■ **TO DO**
The data below holds the lines to copy: everything from the line containing "x=146 y=312" to the line containing "x=258 y=146", both ends included, set down exactly.

*** Begin section ***

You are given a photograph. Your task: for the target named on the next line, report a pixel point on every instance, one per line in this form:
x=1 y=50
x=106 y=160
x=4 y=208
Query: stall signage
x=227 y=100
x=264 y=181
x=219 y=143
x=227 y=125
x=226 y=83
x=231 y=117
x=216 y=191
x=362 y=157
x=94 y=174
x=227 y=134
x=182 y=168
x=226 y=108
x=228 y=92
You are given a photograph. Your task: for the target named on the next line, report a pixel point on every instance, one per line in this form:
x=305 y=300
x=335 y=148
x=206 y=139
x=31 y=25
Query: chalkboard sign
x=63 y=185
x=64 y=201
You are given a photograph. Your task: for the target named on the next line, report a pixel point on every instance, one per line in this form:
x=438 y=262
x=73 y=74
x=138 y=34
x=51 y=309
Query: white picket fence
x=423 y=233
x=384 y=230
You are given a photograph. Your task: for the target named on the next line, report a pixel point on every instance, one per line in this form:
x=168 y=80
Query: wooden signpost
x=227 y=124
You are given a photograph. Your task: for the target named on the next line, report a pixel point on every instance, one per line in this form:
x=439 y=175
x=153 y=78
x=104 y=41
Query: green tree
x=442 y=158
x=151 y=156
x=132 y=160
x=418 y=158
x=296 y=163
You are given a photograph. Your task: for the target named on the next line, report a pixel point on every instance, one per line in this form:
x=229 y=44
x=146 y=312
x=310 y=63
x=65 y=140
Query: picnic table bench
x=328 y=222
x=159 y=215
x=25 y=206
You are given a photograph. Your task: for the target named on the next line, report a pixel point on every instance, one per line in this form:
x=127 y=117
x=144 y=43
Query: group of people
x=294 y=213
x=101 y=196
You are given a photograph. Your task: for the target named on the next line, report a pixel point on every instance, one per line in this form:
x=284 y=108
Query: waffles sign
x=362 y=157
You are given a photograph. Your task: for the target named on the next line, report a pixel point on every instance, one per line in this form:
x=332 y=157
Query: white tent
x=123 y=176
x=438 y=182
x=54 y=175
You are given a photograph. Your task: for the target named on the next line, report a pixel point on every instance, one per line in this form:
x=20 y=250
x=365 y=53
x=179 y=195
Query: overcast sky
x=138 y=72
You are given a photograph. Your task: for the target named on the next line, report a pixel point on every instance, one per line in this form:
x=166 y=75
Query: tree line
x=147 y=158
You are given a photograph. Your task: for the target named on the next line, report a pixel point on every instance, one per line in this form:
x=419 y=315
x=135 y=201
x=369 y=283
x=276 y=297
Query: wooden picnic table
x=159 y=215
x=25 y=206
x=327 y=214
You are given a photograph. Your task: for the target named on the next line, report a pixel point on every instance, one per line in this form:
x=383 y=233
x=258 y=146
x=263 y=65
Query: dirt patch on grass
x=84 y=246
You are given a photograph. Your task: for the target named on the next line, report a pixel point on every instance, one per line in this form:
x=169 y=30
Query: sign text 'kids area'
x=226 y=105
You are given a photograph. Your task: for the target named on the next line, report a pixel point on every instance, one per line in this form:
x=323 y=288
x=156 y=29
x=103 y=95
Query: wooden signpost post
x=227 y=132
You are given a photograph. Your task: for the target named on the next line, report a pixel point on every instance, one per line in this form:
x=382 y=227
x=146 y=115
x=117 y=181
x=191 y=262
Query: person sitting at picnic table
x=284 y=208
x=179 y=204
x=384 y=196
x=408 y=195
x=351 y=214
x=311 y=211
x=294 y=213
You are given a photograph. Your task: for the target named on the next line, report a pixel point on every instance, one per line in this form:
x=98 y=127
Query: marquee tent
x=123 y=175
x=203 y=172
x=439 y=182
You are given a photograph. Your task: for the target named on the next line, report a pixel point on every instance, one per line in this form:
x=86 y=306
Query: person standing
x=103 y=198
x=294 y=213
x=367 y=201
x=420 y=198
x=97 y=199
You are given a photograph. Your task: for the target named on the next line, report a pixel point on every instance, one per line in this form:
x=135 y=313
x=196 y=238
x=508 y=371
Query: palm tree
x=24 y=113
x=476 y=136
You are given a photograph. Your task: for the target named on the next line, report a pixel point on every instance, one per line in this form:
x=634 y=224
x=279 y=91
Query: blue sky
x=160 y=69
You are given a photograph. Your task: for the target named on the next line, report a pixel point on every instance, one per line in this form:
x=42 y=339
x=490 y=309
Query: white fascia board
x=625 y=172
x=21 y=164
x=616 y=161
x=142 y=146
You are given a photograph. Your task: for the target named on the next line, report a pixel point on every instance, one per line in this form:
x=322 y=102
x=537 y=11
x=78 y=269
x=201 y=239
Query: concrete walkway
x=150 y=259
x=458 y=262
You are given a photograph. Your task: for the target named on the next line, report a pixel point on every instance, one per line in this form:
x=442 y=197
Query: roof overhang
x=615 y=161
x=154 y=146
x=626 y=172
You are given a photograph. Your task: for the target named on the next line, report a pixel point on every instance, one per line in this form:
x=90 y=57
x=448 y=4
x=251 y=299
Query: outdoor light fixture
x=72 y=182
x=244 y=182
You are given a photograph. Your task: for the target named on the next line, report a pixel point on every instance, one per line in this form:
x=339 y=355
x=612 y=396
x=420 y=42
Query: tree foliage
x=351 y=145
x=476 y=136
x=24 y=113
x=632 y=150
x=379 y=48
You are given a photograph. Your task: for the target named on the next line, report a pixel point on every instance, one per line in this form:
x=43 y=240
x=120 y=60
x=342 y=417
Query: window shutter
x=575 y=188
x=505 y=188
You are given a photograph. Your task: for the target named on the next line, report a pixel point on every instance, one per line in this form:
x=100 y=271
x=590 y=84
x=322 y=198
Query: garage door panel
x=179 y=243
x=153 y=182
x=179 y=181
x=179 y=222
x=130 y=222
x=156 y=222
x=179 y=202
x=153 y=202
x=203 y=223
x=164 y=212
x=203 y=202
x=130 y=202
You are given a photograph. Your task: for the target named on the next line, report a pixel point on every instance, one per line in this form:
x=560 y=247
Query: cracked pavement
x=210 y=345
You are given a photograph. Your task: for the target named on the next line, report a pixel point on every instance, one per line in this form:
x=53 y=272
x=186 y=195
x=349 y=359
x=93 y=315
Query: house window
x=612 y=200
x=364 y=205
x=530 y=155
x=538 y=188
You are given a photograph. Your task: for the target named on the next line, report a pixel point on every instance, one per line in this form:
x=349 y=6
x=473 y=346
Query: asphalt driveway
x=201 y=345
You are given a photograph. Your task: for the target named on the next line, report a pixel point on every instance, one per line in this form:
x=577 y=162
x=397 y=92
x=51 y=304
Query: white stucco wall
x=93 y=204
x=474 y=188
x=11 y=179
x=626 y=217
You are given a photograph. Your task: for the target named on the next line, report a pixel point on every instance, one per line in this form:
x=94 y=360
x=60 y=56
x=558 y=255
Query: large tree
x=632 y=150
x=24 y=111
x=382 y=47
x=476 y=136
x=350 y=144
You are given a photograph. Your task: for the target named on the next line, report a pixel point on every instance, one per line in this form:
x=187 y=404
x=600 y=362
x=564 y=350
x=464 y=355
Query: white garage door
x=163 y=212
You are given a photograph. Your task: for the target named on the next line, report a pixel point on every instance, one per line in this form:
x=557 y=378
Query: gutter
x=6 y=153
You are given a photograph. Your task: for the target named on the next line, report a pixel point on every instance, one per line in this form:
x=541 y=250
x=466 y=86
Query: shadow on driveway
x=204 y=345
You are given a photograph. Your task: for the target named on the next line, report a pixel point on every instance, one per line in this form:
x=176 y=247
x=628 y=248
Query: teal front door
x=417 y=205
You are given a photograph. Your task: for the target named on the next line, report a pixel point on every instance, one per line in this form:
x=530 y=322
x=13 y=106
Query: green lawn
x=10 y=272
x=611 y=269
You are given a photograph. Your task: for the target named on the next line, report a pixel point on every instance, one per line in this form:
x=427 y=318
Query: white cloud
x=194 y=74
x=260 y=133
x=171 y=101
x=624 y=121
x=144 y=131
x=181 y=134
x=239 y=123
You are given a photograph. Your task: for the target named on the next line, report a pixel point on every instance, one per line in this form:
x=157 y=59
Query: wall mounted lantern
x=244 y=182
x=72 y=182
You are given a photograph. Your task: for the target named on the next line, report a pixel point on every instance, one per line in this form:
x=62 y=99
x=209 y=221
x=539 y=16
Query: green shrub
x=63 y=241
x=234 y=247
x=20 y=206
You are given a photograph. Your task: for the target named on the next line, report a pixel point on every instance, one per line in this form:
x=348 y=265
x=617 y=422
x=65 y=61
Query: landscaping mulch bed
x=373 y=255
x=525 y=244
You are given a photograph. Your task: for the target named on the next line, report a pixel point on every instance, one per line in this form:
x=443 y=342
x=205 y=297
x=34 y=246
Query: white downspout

*** End section ***

■ **RESULT OF THIS EXERCISE**
x=146 y=312
x=310 y=63
x=65 y=140
Query: picnic table bench
x=328 y=222
x=159 y=215
x=25 y=206
You are given a photograph. Your task: for the target named on the next line, report a pixel point on every instance, one per line in this form:
x=127 y=117
x=144 y=43
Query: group of people
x=294 y=213
x=101 y=196
You are given a photograph. Your task: for the target named on the next line, report a pixel point on every instance, one per line in this form:
x=284 y=108
Query: waffles sign
x=362 y=157
You are given a photograph. Your task: for the target named on the next line, report a pixel point on every instance, one per line in this form:
x=332 y=157
Query: white tent
x=123 y=176
x=438 y=182
x=54 y=175
You are given a photograph. Your task: for the target named on the next line, report a pixel point on every instance, one per line in this form:
x=20 y=250
x=365 y=53
x=179 y=195
Query: overcast sky
x=138 y=72
You are given a photograph. Your task: for the target named on the next line, report a pixel point on every instance, one per line in this form:
x=166 y=75
Query: tree line
x=147 y=158
You are given a photograph. Your task: for the target named on the next line, report a pixel point on every instance, one per line in this form:
x=419 y=315
x=135 y=201
x=369 y=283
x=276 y=297
Query: wooden picnic table
x=159 y=215
x=25 y=206
x=327 y=214
You are given a photograph. Your task: for the target named on the next line, report a pixel point on every instance, one per line in this form:
x=383 y=233
x=258 y=146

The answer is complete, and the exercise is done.